Extracted entries Block Start

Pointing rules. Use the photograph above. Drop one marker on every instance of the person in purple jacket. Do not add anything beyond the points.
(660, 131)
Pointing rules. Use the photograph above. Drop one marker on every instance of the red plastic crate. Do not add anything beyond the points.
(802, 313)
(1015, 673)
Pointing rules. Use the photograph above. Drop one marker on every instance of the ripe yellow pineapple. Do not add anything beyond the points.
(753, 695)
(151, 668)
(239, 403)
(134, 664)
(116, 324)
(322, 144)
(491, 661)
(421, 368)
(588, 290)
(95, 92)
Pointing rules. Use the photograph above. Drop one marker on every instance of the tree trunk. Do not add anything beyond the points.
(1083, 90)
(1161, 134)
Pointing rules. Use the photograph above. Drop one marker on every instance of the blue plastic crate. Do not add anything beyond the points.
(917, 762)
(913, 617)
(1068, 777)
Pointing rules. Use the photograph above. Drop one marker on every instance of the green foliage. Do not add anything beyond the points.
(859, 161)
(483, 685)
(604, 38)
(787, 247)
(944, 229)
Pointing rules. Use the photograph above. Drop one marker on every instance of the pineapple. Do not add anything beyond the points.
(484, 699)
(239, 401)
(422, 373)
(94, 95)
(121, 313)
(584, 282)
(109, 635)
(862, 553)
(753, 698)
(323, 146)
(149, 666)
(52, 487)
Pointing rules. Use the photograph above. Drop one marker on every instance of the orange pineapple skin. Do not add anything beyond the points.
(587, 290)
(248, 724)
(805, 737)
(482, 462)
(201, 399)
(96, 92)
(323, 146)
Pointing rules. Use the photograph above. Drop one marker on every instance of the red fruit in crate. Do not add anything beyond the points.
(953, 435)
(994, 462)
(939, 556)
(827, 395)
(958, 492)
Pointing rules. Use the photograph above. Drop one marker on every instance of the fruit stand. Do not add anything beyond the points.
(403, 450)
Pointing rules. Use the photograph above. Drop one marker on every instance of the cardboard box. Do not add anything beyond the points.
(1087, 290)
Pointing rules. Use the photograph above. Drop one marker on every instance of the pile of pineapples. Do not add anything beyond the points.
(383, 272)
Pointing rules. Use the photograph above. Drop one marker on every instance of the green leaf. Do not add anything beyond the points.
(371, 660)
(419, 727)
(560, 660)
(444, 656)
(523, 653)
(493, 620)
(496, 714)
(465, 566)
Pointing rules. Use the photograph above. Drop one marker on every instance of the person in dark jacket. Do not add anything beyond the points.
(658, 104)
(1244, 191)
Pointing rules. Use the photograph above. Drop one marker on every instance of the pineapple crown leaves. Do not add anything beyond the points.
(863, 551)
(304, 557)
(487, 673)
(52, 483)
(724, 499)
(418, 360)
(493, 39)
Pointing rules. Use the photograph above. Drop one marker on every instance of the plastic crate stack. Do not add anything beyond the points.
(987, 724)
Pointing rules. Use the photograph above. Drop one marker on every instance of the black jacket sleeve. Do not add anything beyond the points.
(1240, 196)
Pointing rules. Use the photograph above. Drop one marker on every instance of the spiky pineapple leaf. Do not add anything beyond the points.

Extracted entries Block End

### What you have to do:
Recopy the entries above exactly, with every line included.

### Exercise answer:
Pointing rules. Use the photograph above. Drop one marker on every instance of the person in purple jacket. Do not add anything beyond the points.
(660, 131)
Pointing rules. Use the photograph above. Drop one marker on every instance of the red plastic crate. Do not add anything beyond the points.
(802, 313)
(1015, 673)
Pointing rules. Use the photograph above. Drop one marker on every instance of the ripe yellow pineapple. Do not add anything beyond the points.
(753, 695)
(151, 668)
(239, 403)
(134, 664)
(116, 324)
(322, 144)
(491, 661)
(421, 368)
(588, 290)
(95, 92)
Pointing rules. Use the photograph above. Drop one marker on every instance of the tree trunk. Do not add anything beyond the points.
(1083, 90)
(1161, 134)
Pointing rules. Use the photograph above. Drop one marker on every instance of the blue plastic crate. Do not add anything beyond the points.
(917, 762)
(913, 617)
(1068, 777)
Pointing rules. Use the photograph above. Drop one marker on every instance of the green foliage. Do not add anything beyond the points.
(859, 161)
(483, 685)
(604, 38)
(787, 247)
(944, 229)
Pointing rules. Use the photograph above. Drop one marker on every instance of the pineapple. Do not add anything beyond the points.
(484, 699)
(239, 401)
(422, 373)
(94, 95)
(121, 313)
(584, 282)
(109, 635)
(862, 553)
(753, 698)
(323, 146)
(149, 666)
(52, 487)
Pointing rules. Use the photograph above. Drop one marker on every instance of the orange pineapple skin. Do not add anything beyond the points.
(587, 290)
(248, 724)
(805, 737)
(482, 462)
(201, 399)
(96, 92)
(323, 146)
Pointing rules. Use the photograph above. Drop one marker on every instance of the red fruit in crate. Do not add anything beyond the points.
(953, 435)
(994, 462)
(939, 556)
(827, 395)
(958, 492)
Pointing rules. Use the photograph above. Drop one marker on every instance of the fruit stand. Do not add anything beyond the points.
(403, 450)
Pointing rules. Use the photograph above. Drop one marker on every instance of the cardboard box. Do not add anything beyond the points.
(1087, 290)
Pointing rules. Use the photograph above. Drop one marker on every instance of the pile of pineapples. Do not add anything beyond the points.
(383, 272)
Pointing rules. Use the photograph above. Drop one marker on every instance of the green leaf. Do not add anything beyond the points.
(371, 660)
(419, 727)
(560, 660)
(444, 656)
(523, 653)
(493, 620)
(496, 714)
(465, 566)
Pointing rules. Use the photograph above. Drop one marker on every instance of the person in dark jacket. Do not add anything beyond the points.
(658, 104)
(1244, 191)
Pointing rules. Use the photograph above. Drop one marker on every instance of the pineapple crown leaves. Do not add anything beyond the points.
(863, 551)
(304, 557)
(487, 673)
(52, 483)
(724, 499)
(418, 360)
(493, 39)
Pointing rules. Use the photograph above. Drop one marker on every instance of the plastic crate stack. Do not add anything beyond the points.
(987, 724)
Pointing rules. Use the photograph above. Drop one marker on every instance of the black jacket sleeve. Do not add anything beyond the points.
(1240, 196)
Pointing rules. Use the photograph above. Drop one marker on every instance of the spiky pineapple leaf. Do not add anything beyond the points.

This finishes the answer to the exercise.